HOW TO COMPLETE THIS TASK> Restate every entry word for word.

DATA SHOWN>

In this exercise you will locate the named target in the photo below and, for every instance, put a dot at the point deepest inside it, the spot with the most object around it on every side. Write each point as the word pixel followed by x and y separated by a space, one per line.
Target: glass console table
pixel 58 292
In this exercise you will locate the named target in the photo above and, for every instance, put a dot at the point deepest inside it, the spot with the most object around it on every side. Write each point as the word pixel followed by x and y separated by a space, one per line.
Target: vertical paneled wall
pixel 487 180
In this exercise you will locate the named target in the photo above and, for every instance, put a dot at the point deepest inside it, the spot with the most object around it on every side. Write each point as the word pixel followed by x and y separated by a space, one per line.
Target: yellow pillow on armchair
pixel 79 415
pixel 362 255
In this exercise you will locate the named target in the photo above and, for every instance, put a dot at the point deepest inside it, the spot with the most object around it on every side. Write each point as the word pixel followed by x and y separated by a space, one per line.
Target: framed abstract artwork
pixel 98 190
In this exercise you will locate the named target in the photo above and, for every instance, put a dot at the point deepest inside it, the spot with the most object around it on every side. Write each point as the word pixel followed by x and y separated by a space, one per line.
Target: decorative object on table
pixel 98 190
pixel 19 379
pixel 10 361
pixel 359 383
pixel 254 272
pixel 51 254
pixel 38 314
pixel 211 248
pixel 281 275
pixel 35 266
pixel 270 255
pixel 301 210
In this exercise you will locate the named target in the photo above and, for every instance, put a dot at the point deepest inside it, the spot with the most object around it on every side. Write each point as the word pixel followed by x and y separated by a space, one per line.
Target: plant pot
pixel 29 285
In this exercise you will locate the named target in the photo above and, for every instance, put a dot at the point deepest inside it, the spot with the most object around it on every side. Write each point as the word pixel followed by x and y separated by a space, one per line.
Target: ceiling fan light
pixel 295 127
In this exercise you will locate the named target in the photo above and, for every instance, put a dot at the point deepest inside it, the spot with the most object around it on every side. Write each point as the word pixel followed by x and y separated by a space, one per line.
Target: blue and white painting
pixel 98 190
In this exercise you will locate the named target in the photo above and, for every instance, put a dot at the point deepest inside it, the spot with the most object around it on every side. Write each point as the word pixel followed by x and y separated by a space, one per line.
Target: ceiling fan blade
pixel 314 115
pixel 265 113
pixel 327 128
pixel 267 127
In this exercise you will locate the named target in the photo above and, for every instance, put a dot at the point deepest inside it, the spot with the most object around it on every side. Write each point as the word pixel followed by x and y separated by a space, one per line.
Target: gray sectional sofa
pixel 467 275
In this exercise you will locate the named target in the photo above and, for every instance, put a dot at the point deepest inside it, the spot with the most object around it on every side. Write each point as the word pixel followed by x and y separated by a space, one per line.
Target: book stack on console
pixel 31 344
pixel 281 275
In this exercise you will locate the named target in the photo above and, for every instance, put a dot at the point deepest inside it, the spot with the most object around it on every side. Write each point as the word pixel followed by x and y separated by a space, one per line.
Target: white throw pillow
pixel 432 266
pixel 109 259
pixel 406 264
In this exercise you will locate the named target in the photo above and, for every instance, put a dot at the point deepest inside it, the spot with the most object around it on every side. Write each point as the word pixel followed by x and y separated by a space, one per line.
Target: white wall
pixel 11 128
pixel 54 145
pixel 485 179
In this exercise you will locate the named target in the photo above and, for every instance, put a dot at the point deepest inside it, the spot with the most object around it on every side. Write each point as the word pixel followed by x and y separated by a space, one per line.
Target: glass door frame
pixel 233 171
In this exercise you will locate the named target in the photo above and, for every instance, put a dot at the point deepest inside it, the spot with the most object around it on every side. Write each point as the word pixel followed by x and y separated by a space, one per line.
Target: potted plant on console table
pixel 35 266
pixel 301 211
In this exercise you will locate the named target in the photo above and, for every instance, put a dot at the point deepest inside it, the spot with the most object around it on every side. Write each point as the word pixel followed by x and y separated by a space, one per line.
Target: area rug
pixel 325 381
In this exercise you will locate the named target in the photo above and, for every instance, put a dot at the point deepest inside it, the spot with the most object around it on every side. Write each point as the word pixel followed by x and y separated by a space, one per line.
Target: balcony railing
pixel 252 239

ANSWER SECTION>
In this exercise you will locate the named target in the photo below and, for every instance, put a dot at the point deepest inside it, the spot with the most object around it on every side. Write each point as the word pixel followed by x and y separated by a space, one per line.
Target: glass console table
pixel 58 292
In this exercise you will locate the named target in the photo above and, for every instance, put a dot at the point deepest inside it, the spot with the most object around it on every side. Write each point as the word pixel followed by x and y separated by a space, one per line.
Target: vertical paneled wall
pixel 487 180
In this exercise you will locate the named target in the photo above and, for every instance, put a dot at the point deepest inside it, the spot with the most object around it on every side. Write each point as the word pixel followed by x and y separated by a space, one per line.
Target: yellow pillow on armchair
pixel 79 415
pixel 362 255
In this exercise you will locate the named target in the photo above and, for every instance, put a dot at the point deepest inside it, the spot with the most object around it on every side. Write each point as the word pixel followed by x and y separated by a space, one per line.
Target: framed abstract artwork
pixel 98 190
In this exercise you will locate the named target in the photo above and, for every instance, put a dot at the point deepest inside it, the spot with the most object around it on every side. Write each point as the word pixel followed by x and y separated by a space, one per line.
Target: decorative object on table
pixel 98 190
pixel 19 379
pixel 10 361
pixel 359 383
pixel 254 272
pixel 51 254
pixel 38 314
pixel 211 248
pixel 281 275
pixel 35 266
pixel 270 255
pixel 301 210
In this exercise you will locate the named target in the photo above and, for every instance, put a dot at the point deepest inside it, the spot with the most object around it on every side. Write each point as the word pixel followed by x and y separated by a space, one per line.
Target: plant pot
pixel 29 285
In this exercise you will locate the named target in the photo above and, for every instance, put a dot at the point deepest inside it, the spot with the most object around it on every side. Write each point as the word pixel followed by x and y separated by a space, one per line.
Target: ceiling fan light
pixel 295 127
In this exercise you will locate the named target in the photo above and, for every instance, put a dot at the point deepest inside it, the spot with the most object around it on every side. Write each point as the word pixel followed by x and y separated by a space, one per line.
Target: blue and white painting
pixel 98 190
In this exercise you will locate the named target in the photo above and, for every instance, put a dot at the point deepest inside it, the spot with the most object around it on every side. Write each point as the word pixel followed by x and y separated by a space, one per line.
Target: ceiling fan blade
pixel 314 115
pixel 265 113
pixel 327 128
pixel 267 127
In this exercise you will locate the named target in the photo above and, for every instance, put a dot at the point deepest inside it, the spot with the most object around it on every side. Write each point as the word pixel followed by x and y separated by a space, one per line.
Target: gray sectional sofa
pixel 467 275
In this exercise you will locate the named target in the photo above and, for every instance, put a dot at the point deepest inside it, the spot with the most object around it on every side. Write each point as the word pixel followed by x and y separated by a space, one per line.
Target: book stack on console
pixel 31 344
pixel 281 275
In this exercise you will locate the named target in the photo above and, for every instance, put a dot at the point deepest inside it, the spot with the most object around it on every side. Write each point as the word pixel followed by x and y separated by a space, one per line.
Target: white throw pillow
pixel 432 266
pixel 109 259
pixel 406 264
In this exercise you will locate the named target in the photo above and, for every instance, put a dot at the point deepest inside it, the spot with the most object around it on every side. Write each point as the word pixel followed by x and y separated by a space, one per line.
Target: white wall
pixel 11 128
pixel 54 145
pixel 485 179
In this exercise you will locate the named target in the photo above and, for every instance, put a dot at the point deepest inside it, the spot with the most object around it on every side. Write each point as the word pixel followed by x and y separated by a space, one per line.
Target: glass door frame
pixel 233 171
In this exercise you will locate the named target in the photo above and, for every instance, put a dot at the point deepest inside it, the spot with the most object around it on every side. Write each point as the word pixel followed by x and y separated by a space, one per line.
Target: potted plant on console table
pixel 35 266
pixel 301 211
In this exercise you will locate the named target in the photo above and, for every instance, put a dot at the point deepest inside it, the spot with the most object around it on every side. Write each point as the word pixel followed by x and y separated by a space, one per line.
Target: area rug
pixel 325 381
In this exercise you will locate the named target in the photo above and, for every instance, put a dot at the point deepest inside it, the spot with the most object around it on every side. Write each point as the word pixel followed by x and y separated by a space, one per line.
Target: balcony railing
pixel 252 239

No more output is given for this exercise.